TASK TO CARRY OUT
Return every one of the items below verbatim, reproducing each line with no changes.

▬▬▬

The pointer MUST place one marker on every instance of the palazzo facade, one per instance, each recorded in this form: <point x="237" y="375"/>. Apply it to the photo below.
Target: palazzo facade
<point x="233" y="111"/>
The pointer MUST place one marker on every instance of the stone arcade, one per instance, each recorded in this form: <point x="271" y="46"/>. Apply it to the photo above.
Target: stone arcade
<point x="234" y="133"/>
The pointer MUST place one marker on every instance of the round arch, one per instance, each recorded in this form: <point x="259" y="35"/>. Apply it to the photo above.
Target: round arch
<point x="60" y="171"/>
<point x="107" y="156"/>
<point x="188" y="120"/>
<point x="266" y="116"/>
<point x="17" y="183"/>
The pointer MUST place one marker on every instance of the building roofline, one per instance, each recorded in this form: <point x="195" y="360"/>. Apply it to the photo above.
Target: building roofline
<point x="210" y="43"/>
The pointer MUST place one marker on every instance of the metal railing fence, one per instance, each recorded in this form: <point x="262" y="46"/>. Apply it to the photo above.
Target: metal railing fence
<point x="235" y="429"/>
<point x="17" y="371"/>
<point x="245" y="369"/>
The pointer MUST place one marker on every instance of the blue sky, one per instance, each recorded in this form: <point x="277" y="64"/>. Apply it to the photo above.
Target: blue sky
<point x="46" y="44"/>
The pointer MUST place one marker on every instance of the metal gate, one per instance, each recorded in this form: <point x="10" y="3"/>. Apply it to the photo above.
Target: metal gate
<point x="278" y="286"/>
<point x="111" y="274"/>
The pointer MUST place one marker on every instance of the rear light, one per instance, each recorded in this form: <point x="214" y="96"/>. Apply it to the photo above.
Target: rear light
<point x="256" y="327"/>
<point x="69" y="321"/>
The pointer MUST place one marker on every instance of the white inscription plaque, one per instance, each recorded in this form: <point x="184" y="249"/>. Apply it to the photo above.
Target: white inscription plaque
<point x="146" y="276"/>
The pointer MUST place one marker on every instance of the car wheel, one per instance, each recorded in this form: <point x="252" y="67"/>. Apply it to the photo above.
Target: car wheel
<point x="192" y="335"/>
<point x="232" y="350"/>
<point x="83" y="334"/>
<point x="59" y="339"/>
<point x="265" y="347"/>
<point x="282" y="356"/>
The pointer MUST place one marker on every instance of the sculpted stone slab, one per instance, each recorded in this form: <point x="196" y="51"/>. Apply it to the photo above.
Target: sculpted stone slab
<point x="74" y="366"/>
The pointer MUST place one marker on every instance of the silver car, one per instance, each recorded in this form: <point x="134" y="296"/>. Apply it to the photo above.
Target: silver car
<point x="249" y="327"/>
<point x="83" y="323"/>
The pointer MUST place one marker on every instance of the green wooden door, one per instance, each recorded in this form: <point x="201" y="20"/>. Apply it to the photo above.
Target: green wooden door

▬▬▬

TASK RESPONSE
The pointer MUST place one marker on every instance of the palazzo facade, one per instance, each recorded in this form: <point x="237" y="375"/>. Apply it to the photo below.
Target: palazzo facade
<point x="233" y="111"/>
The pointer MUST place one marker on every instance of the stone arcade, one per instance, each recorded in this form: <point x="271" y="46"/>. Apply it to the photo above.
Target: stone arcade
<point x="234" y="133"/>
The pointer MUST place one marker on every instance of the round arch, one per instance, each recorded in this form: <point x="259" y="35"/>. Apply it to the photo above.
Target: round arch
<point x="60" y="171"/>
<point x="107" y="156"/>
<point x="188" y="120"/>
<point x="266" y="116"/>
<point x="17" y="183"/>
The pointer MUST place one marker on every instance of the building roofline, one per instance, each recorded in this form: <point x="195" y="360"/>. Apply it to the photo above.
Target: building roofline
<point x="210" y="43"/>
The pointer MUST place one marker on every instance of the metal railing fence, one per instance, each recorded in this form: <point x="262" y="46"/>. Apply it to the photo above.
Target: metal railing fence
<point x="235" y="429"/>
<point x="17" y="371"/>
<point x="245" y="369"/>
The pointer MUST place one marker on every instance of the blue sky, one per instance, each recorded in this form: <point x="277" y="64"/>. Apply it to the photo above.
Target: blue sky
<point x="46" y="44"/>
The pointer MUST place one marker on every instance of the metal gate, one per instance, each recorded in this form: <point x="10" y="3"/>. Apply it to the photo above.
Target: metal gate
<point x="278" y="286"/>
<point x="111" y="274"/>
The pointer MUST place one marker on every instance of the rear light, one per instance, each recorded in this form: <point x="214" y="96"/>. Apply it to the photo above.
Target: rear light
<point x="256" y="327"/>
<point x="69" y="321"/>
The pointer MUST place one marker on every instance of the white inscription plaque, one per instance, each recorded in this form: <point x="184" y="249"/>. Apply it to the photo above.
Target: white inscription plaque
<point x="146" y="276"/>
The pointer MUST place one marker on every instance of the car wheel, one per instance, each recorded in this form: <point x="252" y="67"/>. Apply it to the photo above.
Target: car wheel
<point x="192" y="335"/>
<point x="232" y="350"/>
<point x="83" y="334"/>
<point x="59" y="339"/>
<point x="265" y="347"/>
<point x="282" y="356"/>
The pointer MUST place one marker on every instance of the sculpted stone slab, one per instance, each recorded in this form: <point x="196" y="51"/>. Apply it to the photo above.
Target: sculpted stone slab
<point x="74" y="366"/>
The pointer MUST place one marker on every instance of the silver car, one per instance, each recorded in this form: <point x="134" y="296"/>. Apply it to the photo above.
Target: silver car
<point x="249" y="327"/>
<point x="83" y="323"/>
The pointer MUST place one marker on every instance of the green wooden door, one per instance, each recorded in this form: <point x="201" y="20"/>. Apply it to the photo above.
Target: green wooden door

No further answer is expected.